• _TASK SET_:
a: Reproduce word for word the part of the message to Barry about plant recording that opens with the words containing "Friends in the" and closes with "in the future.".
b: According to the message to Barry about plant recording, which program do the traditional recorders favor for recording and generating dot maps?

• _EXTRACTED TEXT_:
Content starts
Hi Barry,
This is marvelous stuff you are coming up with - and it is all way over my head as to the technicalities of how you do it so do be patient with me if what I am about to say sounds dumb:
I have been involved in a small way with recording plants in the UK in the old fashioned way with grid references. A vast amount of data has been collected by a number of orgs in that form and is displayed traditionally as dots in the middle of hectads [10km squares] or tetrads [2km squares], that represent the presence of a given species in that square at one of several date periods.
To me, this has always seemed rather a dead way of presenting data - one always wants to click on the dots and get right down to the actual place of the record and the information surrounding it.
Now that we have the GE placemark, I cannot see what is wrong with simply using placemarks as records; keeping a folder for each species; and displaying them on GE in much the same way as for 'hectad spots', but with the difference that what one sees is an actual record that can be accessed by clicking.
Friends in the traditional recording fraternity seem to think this would be very difficult if not impossible, and seem to want to go on constructing databases of simple 6 figure map references as they have always done; to be represented on a traditional grid as those same old dead end dots. Their favoured programme to record and generate the dot maps is called Mapmate. I, however, do not want to 'waste' time learning this and gathering data with it, if it is likely to be superceded by GE placemarks and their like in the future.
They want to cling to the grid (and units that you may or may not be aware of called 'vice counties' - that are arbitrarily fixed county units to get over political boundary revisions) - though, personally, as GE is already a natural 'world grid', I don't really see the need for the local - flat map based - ones any more. But in trying to convince the skeptics, it is very handy that you have already cracked the problem of getting the grid onto GE!
Content ends
• _RECORDS SUPPLIED_:
Content starts
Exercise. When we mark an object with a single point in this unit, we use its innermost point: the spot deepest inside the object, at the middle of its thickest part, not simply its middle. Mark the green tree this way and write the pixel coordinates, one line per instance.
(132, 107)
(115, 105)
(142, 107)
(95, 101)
Content ends
Content starts
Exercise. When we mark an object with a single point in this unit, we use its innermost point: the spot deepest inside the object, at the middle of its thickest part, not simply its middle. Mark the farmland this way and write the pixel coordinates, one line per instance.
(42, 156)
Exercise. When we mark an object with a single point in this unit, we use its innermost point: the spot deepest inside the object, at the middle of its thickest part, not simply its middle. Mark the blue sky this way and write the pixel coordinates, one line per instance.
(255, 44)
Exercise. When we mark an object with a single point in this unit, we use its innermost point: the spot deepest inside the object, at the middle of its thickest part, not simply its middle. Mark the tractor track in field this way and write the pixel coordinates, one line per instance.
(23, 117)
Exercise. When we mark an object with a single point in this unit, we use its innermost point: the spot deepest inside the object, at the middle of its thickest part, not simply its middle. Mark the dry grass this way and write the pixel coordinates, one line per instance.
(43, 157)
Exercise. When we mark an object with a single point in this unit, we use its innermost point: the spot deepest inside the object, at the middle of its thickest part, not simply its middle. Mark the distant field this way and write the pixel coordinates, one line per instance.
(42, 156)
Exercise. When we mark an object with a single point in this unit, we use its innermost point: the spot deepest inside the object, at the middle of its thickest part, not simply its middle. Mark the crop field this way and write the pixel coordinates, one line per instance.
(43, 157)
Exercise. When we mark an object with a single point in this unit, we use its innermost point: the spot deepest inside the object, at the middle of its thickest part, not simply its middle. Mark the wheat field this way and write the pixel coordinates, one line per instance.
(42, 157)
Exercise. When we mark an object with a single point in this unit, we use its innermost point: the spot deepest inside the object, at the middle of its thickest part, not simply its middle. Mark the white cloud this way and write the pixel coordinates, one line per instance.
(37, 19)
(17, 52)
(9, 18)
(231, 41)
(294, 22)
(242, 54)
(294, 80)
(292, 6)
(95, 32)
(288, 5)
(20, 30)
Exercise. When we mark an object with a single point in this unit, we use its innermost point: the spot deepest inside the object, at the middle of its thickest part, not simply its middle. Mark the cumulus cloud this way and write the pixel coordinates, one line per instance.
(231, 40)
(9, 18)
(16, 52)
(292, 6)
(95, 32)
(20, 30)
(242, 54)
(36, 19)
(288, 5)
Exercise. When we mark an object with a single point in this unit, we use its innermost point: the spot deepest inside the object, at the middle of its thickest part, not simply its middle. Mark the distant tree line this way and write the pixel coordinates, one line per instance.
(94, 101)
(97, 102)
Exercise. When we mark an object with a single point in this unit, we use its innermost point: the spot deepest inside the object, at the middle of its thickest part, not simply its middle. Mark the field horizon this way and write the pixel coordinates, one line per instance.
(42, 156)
Content ends
Content starts
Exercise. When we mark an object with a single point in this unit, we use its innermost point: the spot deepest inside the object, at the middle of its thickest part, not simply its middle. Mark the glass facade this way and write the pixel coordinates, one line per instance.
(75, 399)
Content ends
• _NUMBERED ANSWERS_:
a:
Friends in the traditional recording fraternity seem to think this would be very difficult if not impossible, and seem to want to go on constructing databases of simple 6 figure map references as they have always done; to be represented on a traditional grid as those same old dead end dots. Their favoured programme to record and generate the dot maps is called Mapmate. I, however, do not want to 'waste' time learning this and gathering data with it, if it is likely to be superceded by GE placemarks and their like in the future.

b: Mapmate